Required work — Reproduce the closing part of the entries exactly: the line with "Study the picture above. For each instance of the balcony" and all lines after it, ending with the last line, and nothing else.

:: Information shown

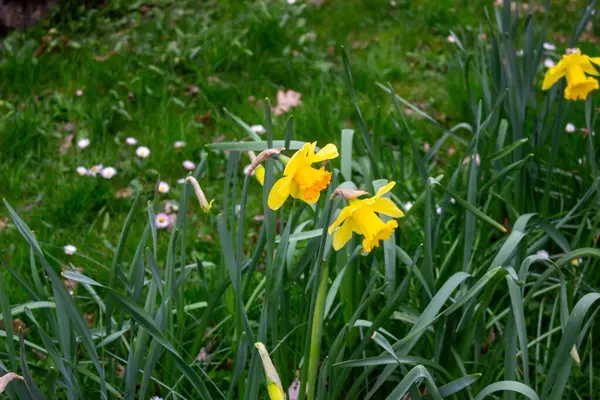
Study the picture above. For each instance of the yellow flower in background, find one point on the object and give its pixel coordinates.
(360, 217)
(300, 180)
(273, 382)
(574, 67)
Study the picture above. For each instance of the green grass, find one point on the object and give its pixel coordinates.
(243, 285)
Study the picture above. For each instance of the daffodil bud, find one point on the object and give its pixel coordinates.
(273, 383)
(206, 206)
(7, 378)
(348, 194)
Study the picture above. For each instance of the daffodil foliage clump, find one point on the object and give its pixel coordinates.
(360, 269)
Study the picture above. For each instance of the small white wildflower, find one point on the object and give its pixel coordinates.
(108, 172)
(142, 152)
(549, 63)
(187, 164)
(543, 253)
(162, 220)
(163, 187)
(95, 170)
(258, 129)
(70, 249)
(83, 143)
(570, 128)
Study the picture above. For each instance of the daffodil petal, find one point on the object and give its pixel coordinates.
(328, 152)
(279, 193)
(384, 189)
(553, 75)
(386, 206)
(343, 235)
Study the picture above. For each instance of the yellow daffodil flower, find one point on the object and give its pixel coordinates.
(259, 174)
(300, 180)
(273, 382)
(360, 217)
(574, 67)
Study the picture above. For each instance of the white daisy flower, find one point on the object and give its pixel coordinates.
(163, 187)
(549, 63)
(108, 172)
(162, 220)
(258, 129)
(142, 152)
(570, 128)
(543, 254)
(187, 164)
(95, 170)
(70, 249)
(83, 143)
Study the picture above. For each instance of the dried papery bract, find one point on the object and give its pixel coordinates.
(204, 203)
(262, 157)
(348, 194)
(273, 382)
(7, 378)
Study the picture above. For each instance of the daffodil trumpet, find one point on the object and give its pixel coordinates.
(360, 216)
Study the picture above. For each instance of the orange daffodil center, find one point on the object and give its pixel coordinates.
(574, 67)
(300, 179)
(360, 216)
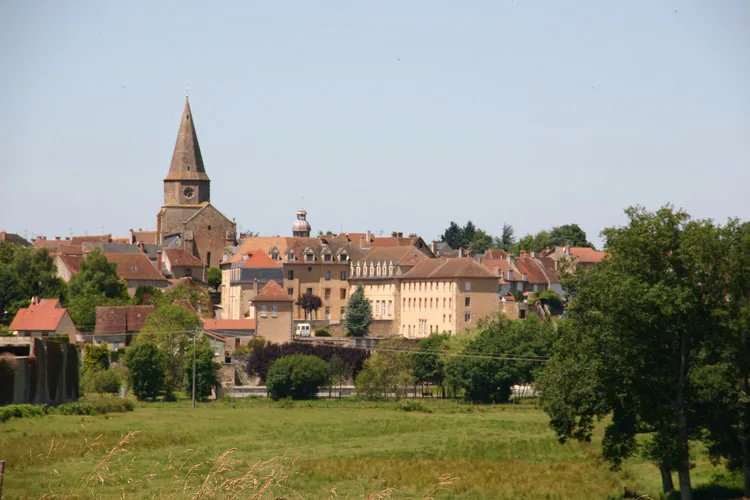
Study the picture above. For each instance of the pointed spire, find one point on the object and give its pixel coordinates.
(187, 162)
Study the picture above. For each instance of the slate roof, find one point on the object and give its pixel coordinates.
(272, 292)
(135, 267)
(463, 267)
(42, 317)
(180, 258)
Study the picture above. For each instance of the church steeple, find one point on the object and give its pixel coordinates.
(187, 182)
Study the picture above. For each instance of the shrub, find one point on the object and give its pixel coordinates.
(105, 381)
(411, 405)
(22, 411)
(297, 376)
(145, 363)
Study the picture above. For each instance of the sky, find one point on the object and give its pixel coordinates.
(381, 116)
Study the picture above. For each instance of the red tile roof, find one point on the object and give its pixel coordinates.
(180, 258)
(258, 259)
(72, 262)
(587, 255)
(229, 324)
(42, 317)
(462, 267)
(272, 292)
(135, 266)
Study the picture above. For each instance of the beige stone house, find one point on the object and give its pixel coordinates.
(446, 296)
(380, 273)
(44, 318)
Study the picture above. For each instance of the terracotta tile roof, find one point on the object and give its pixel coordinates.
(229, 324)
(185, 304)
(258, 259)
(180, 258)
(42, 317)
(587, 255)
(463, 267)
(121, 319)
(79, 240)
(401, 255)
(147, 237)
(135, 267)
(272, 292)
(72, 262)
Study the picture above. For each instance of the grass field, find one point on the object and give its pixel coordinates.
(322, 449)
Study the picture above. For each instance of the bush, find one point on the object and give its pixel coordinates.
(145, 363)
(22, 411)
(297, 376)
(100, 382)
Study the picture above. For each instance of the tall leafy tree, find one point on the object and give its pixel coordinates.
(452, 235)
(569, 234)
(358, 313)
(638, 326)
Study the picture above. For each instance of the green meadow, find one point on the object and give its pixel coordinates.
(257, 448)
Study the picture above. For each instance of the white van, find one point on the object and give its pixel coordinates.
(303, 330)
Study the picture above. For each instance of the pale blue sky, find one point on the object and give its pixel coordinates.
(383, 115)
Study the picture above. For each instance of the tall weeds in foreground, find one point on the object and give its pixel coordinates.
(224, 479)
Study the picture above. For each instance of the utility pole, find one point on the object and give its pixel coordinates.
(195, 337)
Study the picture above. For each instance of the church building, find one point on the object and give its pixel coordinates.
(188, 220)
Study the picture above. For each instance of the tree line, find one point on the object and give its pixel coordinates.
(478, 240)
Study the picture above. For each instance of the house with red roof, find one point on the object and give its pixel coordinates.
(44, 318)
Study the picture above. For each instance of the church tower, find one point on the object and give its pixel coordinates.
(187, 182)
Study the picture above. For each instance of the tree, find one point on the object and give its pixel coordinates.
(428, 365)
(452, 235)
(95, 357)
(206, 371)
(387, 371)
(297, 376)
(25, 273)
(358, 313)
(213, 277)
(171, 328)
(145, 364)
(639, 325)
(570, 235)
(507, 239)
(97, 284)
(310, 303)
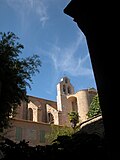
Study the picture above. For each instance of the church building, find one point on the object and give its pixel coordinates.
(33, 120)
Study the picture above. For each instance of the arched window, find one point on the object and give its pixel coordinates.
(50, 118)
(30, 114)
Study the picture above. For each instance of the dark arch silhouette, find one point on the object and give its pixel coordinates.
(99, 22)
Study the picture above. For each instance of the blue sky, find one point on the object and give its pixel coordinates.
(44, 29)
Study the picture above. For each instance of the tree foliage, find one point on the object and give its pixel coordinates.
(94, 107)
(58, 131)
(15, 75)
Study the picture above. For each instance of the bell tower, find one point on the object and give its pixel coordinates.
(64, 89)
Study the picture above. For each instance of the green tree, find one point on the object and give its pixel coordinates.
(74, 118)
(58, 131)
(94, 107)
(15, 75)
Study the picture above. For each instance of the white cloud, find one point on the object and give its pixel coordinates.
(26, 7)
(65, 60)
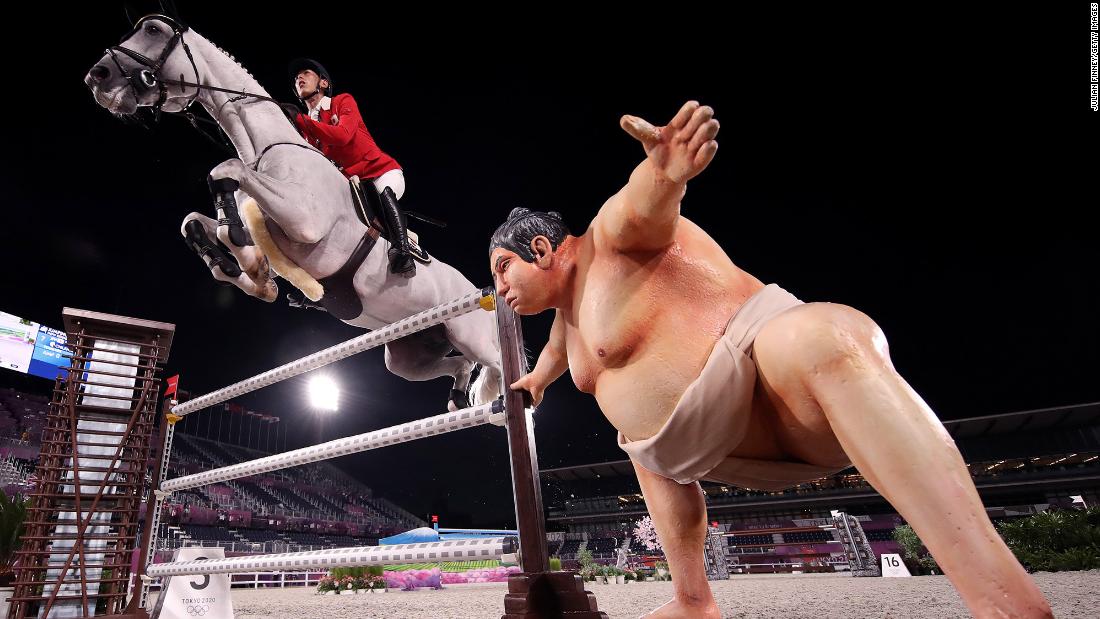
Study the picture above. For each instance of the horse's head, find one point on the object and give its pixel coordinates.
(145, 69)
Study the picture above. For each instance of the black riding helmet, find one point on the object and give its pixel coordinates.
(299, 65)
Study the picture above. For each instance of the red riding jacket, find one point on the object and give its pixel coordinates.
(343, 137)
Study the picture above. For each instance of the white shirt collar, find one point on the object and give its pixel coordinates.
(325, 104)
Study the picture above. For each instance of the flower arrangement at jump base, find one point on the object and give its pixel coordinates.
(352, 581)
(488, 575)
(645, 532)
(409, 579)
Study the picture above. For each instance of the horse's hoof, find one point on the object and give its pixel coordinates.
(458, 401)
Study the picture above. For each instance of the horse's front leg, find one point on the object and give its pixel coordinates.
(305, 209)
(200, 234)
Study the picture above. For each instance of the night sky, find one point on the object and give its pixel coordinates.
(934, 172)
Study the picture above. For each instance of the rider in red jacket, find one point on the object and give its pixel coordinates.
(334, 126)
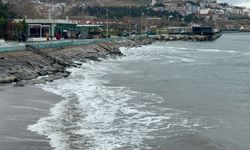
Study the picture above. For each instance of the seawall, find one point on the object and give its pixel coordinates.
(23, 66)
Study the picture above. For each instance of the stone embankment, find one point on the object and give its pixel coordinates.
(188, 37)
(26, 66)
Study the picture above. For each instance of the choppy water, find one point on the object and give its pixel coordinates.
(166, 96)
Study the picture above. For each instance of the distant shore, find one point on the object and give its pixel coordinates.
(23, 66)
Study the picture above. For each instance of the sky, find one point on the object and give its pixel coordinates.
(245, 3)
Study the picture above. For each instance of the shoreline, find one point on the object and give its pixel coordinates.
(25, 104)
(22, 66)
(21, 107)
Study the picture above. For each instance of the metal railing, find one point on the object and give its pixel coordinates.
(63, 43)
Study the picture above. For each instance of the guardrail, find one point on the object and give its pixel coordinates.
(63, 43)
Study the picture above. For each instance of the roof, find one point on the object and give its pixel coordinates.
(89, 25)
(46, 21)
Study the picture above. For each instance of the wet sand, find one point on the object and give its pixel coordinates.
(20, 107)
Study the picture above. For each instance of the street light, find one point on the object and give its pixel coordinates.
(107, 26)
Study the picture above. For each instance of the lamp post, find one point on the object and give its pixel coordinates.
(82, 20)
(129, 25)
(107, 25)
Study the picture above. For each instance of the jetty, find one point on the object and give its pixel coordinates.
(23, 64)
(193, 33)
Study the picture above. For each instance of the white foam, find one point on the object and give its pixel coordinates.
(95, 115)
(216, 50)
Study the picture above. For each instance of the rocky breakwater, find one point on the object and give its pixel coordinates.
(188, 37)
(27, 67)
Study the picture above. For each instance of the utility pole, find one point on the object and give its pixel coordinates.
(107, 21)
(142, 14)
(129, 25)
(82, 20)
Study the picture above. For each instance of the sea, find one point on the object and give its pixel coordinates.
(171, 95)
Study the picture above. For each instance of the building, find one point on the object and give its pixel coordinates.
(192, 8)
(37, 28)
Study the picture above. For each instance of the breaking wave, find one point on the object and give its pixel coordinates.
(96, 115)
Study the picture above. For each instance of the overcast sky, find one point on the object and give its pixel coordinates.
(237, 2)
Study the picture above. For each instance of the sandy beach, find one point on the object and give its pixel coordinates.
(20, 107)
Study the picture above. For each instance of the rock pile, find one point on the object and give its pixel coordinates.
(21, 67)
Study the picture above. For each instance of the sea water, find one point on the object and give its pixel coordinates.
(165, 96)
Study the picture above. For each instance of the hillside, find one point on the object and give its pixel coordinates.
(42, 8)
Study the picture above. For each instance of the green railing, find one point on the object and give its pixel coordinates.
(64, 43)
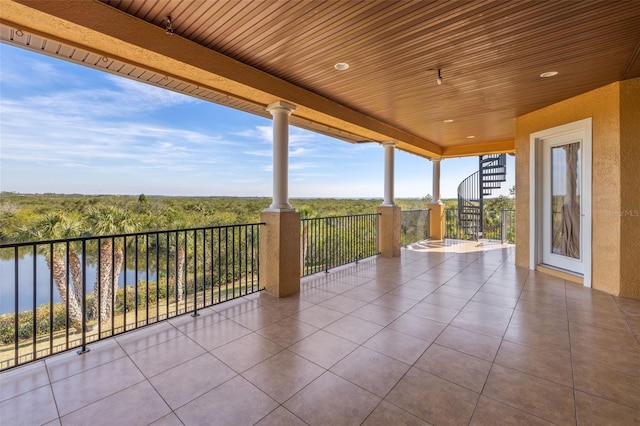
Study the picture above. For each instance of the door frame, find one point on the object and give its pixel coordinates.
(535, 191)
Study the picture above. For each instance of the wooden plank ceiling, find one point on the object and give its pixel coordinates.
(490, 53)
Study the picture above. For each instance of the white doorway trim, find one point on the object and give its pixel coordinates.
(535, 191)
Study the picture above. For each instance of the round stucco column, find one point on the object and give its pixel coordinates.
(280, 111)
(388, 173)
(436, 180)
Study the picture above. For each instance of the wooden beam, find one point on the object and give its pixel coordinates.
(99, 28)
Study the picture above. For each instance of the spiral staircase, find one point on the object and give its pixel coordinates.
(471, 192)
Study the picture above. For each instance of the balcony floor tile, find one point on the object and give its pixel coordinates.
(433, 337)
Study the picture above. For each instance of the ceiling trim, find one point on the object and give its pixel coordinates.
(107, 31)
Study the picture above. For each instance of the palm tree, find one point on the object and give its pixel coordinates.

::::

Exercise response —
Study the picture above. For each instance of the balcony floor tile, find one point on the object and give its pixel coordinates.
(433, 337)
Study the picture above. For each instance of the ceiling trim, find one point on the object and give its pixel coordinates.
(107, 31)
Study the picture above. For each instance of the palm tree, find one point on the object and give its pixel coordinates.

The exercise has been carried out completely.